__Dataset rows__
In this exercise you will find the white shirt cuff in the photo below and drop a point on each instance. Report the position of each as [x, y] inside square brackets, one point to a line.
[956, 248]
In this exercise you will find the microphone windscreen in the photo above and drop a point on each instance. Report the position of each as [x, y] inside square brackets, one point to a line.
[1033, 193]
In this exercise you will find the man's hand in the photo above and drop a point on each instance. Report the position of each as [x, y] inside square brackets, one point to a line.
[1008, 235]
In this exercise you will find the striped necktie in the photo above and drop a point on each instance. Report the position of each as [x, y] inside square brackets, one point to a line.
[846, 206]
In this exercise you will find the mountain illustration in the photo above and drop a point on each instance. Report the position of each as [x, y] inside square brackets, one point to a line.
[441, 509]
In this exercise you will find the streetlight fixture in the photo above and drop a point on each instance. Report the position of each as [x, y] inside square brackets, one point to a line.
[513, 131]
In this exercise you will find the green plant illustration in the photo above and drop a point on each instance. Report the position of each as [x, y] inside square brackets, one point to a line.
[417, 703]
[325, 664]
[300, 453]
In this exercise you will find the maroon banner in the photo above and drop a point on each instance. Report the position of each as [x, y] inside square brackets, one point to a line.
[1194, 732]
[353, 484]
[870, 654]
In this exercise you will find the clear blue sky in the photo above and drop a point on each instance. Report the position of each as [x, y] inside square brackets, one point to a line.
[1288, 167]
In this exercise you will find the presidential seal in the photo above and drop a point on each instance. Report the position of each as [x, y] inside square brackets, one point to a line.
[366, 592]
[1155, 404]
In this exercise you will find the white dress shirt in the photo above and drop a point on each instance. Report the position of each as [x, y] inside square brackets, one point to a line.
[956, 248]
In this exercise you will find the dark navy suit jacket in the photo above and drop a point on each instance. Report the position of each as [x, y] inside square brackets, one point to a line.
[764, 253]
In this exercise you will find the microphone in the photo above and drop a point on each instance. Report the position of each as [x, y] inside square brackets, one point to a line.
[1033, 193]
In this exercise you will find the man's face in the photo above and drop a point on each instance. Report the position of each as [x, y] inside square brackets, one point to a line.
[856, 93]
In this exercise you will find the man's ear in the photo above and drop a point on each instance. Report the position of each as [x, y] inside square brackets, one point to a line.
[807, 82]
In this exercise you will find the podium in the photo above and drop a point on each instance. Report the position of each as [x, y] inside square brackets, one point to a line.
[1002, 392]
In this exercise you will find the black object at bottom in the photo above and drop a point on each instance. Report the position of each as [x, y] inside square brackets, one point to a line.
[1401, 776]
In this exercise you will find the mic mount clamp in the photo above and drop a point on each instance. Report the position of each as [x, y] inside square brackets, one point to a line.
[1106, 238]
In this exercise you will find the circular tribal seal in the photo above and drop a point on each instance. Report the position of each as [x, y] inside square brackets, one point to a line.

__Goal__
Update every one of the entries above by replacing "drop a point" with "place a marker", and leave all other text unchanged.

__Response__
In this exercise you will find the white shirt cuff in the photo below and place a marker on each instance. Report the position of each as [x, y] inside square brackets, one point to a line.
[956, 248]
In this exercise you will find the microphone windscreen in the photo above and place a marker on each instance. Report the position of each as [x, y] inside square brackets, one point to a line.
[1033, 193]
In this exercise you will find the man's hand in the photo above and place a marker on each instance. Report the position of each as [x, y] inside square brackets, one point to a line.
[1008, 235]
In this exercise you will find the striped necktie in the photo above and place a marker on each instance. Report the position of each as [x, y] inside square brackets, one point to a line.
[846, 206]
In this exercise you will find the mountain illustration in the photo above and place a marker on each instance. Report the position of each as [x, y] inside square brackets, one point to a line.
[441, 509]
In this exercise you will find the streetlight fixture in the photo above and place a marker on each instance. Report the position of each as [x, y] inside square brackets, one point to a line.
[513, 131]
In this exercise you will find the green plant illustration in the photo above and place a marker on each instance. Report the position of each as [x, y] inside square brackets, one point to a line.
[417, 703]
[325, 664]
[300, 453]
In this exercise you will find the maroon banner in the photo above and place a marker on each instance. Report the position of each as [x, y] inside square brackets, one point to a line.
[1194, 732]
[353, 484]
[870, 654]
In this exercise you will find the clear blue sky in the photo above and place a marker on each instance. Report the position of each as [x, y] inside square brackets, one point to a line.
[1288, 167]
In this exercise you will find the presidential seal in the photo above and place a marker on each instance. Report the position of each as [x, y] inside square brackets, one point to a line.
[366, 592]
[1155, 404]
In this exercise you will find the white dress shirt in the photo above and place a marker on each instance. Report the position of each as [x, y] inside square brackets, one point to a line.
[956, 248]
In this exercise you will find the dark navy suit jacket in the photo above and place a marker on each instance. Report the position of each as [x, y] inside square brackets, one point to a line.
[764, 253]
In this exercise you will find the microphone in the photo above and place a marker on each instance. Report the position of each as [x, y] inside square brackets, one point to a line.
[1033, 193]
In this exercise you will find the man's face in the photo above and place a marker on each instance. Report the position of each as [x, y] inside square brackets, one point to a line.
[856, 93]
In this exercise you will find the man's ear in the photo above and place a marker on each instance. Report the position of each as [x, y] inside square brackets, one point to a line.
[807, 82]
In this exercise you will find the podium in the photo above and place a marker on each instance. Report the position of each as [x, y] inside square brackets, one point to a line.
[1002, 392]
In this exercise you will find the black object at bottom in the photo above and place a marker on each instance. Report the position of each as [x, y] inside square brackets, one point to a line.
[1401, 776]
In this exercise you will find the mic mount clamp in the photo above and place a marker on each instance. Report the position of each as [x, y] inside square brackets, one point to a line.
[1106, 238]
In this exercise you will find the circular tribal seal in the photo above and place a marker on each instance. Report the position of each as [x, y] inside square brackets, one point to a line.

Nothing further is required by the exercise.